_REQUIREMENT_: Count the lines in the records below that contain the string "window", matching case exactly, and reply with only that number.

_Extracts from a box-labeled dataset_:
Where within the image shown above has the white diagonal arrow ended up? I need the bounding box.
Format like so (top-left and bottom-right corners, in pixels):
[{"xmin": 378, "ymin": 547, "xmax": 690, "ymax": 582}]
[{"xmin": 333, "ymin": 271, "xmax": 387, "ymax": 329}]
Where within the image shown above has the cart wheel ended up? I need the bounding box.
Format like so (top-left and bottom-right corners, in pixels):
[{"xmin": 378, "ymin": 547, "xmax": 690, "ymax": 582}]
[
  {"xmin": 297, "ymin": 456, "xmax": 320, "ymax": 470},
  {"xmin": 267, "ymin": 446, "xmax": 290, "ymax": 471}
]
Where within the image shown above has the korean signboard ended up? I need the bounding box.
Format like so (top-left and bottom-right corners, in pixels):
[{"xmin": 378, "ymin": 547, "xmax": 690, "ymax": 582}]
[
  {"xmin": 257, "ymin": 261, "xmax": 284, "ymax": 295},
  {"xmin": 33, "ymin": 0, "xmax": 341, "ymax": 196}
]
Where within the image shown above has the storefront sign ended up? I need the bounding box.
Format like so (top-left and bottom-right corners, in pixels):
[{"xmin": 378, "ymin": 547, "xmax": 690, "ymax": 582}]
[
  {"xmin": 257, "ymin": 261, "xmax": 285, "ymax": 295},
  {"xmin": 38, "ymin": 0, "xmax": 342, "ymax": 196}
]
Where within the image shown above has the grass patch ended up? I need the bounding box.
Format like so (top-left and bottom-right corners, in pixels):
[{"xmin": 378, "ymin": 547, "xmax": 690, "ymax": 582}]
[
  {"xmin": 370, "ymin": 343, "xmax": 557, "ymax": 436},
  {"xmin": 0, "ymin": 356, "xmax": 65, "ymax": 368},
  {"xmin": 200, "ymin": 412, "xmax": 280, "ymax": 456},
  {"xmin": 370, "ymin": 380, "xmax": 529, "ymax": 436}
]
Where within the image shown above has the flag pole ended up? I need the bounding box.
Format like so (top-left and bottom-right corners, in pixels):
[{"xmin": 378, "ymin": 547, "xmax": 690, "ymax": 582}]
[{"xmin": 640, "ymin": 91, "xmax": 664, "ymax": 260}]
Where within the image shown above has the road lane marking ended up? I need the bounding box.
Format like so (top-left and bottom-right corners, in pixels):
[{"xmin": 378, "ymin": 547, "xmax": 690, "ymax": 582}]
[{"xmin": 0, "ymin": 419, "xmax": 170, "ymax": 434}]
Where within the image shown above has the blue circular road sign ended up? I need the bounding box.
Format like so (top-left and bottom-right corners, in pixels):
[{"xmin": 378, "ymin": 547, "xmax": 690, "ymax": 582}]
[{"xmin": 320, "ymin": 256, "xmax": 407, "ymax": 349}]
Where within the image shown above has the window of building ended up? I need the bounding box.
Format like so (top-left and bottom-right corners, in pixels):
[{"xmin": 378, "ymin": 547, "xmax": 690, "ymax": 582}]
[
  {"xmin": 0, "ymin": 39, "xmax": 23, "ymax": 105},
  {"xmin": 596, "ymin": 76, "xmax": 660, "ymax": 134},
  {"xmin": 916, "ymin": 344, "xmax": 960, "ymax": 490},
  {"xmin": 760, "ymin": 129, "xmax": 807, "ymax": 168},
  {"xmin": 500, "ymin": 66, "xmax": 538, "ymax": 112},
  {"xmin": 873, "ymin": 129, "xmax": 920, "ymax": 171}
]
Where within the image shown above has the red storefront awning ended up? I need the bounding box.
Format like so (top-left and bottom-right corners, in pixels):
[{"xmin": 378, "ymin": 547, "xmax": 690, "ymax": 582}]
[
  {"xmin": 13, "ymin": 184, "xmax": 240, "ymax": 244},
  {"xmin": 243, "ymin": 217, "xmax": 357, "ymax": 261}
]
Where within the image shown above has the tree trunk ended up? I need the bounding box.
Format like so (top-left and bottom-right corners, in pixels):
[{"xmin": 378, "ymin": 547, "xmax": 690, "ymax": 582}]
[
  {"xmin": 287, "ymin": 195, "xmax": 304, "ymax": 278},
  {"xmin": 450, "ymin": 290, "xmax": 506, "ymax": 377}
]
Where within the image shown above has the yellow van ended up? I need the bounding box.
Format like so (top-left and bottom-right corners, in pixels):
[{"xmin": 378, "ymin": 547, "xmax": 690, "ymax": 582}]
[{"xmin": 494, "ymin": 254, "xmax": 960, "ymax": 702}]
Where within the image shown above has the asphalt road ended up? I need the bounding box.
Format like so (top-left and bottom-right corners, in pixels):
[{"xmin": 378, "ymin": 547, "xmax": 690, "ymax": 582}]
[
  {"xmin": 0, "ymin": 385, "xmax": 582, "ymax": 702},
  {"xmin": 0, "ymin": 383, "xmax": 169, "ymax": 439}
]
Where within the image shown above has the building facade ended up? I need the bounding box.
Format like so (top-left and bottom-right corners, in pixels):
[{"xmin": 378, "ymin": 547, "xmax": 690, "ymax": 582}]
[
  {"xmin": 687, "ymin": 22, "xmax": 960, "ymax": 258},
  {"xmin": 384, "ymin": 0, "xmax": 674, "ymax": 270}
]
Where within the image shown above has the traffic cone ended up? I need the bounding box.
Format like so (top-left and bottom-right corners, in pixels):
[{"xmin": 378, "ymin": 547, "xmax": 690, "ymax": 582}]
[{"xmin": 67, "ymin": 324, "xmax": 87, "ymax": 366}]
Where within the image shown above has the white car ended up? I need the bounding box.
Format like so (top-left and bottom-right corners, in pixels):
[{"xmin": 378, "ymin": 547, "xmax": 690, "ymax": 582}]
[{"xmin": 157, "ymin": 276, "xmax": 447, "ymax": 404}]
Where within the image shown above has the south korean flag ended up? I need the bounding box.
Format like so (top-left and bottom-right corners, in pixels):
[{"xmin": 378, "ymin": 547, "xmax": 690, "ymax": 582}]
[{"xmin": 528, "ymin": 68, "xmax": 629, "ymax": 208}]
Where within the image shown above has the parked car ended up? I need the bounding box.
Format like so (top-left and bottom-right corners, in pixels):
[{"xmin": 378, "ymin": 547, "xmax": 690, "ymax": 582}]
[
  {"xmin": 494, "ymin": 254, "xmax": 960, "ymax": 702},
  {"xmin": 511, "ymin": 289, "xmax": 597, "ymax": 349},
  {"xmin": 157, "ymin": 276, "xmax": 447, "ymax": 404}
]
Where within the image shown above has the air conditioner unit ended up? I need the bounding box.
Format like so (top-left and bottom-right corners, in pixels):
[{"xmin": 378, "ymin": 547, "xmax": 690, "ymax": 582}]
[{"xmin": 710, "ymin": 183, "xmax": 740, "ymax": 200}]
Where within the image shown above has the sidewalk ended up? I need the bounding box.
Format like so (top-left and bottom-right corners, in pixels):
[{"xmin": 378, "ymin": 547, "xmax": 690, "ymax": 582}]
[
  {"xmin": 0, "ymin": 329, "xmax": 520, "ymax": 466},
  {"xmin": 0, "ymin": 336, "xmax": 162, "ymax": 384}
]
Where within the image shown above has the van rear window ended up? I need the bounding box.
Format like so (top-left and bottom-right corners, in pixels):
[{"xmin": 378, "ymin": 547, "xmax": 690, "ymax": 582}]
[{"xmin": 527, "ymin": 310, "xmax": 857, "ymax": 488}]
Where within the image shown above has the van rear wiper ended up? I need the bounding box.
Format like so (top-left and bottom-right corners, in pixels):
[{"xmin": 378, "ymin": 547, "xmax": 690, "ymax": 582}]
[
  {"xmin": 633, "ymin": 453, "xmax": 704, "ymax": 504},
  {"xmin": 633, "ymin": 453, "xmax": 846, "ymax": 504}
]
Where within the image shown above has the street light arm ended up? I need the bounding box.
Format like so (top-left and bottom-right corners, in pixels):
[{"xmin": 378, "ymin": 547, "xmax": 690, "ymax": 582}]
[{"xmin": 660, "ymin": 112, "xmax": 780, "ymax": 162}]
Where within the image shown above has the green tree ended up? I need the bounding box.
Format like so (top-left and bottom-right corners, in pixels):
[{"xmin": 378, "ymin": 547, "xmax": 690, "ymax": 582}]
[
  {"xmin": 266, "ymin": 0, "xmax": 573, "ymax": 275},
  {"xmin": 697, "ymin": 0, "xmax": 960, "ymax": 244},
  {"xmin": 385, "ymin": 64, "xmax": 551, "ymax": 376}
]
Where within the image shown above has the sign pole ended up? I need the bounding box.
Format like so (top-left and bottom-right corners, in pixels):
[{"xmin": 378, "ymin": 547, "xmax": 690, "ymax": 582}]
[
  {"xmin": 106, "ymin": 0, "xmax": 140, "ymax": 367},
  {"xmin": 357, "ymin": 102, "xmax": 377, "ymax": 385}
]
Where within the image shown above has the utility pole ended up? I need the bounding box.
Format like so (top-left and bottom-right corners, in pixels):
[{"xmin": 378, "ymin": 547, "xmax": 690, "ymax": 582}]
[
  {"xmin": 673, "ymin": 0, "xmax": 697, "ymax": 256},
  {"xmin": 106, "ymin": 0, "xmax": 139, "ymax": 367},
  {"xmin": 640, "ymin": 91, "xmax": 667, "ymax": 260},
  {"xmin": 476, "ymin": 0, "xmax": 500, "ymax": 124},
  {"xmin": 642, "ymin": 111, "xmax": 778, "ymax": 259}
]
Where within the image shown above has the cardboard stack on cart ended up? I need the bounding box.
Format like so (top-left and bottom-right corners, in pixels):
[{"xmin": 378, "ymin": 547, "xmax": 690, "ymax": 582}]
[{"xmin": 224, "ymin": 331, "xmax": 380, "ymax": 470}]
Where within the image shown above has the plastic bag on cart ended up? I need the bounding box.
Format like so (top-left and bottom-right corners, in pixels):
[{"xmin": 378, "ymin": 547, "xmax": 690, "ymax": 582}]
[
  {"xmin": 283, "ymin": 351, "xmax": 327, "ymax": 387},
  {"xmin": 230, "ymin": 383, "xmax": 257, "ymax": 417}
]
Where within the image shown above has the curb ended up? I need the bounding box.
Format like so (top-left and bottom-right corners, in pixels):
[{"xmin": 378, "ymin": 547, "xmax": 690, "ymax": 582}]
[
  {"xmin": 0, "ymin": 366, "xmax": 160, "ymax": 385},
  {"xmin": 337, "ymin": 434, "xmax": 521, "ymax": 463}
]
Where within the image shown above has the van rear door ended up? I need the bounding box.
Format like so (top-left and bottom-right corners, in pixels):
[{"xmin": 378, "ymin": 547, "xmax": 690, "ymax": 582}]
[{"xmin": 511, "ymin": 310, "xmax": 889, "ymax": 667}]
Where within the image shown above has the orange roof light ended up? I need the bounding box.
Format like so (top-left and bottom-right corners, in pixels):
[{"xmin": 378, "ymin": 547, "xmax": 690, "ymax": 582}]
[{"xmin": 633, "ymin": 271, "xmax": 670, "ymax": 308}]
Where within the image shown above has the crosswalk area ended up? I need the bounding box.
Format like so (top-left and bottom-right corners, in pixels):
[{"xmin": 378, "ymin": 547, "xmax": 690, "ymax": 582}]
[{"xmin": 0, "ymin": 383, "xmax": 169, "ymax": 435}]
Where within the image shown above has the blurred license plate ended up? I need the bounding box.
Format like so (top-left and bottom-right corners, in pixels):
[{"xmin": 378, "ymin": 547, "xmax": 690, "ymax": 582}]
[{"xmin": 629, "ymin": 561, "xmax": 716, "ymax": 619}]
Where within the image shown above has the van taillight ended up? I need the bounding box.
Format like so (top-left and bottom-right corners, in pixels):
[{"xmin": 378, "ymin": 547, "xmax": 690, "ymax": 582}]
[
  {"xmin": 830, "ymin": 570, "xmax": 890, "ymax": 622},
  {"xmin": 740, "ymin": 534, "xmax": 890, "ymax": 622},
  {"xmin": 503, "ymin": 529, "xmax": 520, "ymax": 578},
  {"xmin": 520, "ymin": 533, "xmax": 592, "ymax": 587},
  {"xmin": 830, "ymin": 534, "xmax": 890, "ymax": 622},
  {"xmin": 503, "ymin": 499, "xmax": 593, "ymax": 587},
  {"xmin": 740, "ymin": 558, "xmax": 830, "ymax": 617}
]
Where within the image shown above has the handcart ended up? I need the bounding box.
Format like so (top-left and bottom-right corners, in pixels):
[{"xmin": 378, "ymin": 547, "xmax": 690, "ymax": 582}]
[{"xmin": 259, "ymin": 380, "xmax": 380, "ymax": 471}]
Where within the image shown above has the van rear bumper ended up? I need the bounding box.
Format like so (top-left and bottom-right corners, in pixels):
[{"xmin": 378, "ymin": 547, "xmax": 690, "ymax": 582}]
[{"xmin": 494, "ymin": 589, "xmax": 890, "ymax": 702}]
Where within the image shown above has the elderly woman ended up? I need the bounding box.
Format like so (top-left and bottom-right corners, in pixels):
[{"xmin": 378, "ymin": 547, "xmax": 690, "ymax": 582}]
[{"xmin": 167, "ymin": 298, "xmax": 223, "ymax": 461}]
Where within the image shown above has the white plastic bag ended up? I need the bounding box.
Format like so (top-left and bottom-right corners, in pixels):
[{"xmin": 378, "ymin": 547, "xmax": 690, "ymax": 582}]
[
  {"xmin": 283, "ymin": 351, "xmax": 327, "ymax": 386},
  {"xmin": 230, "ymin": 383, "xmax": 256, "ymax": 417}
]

_COMPLETED EXERCISE_: 2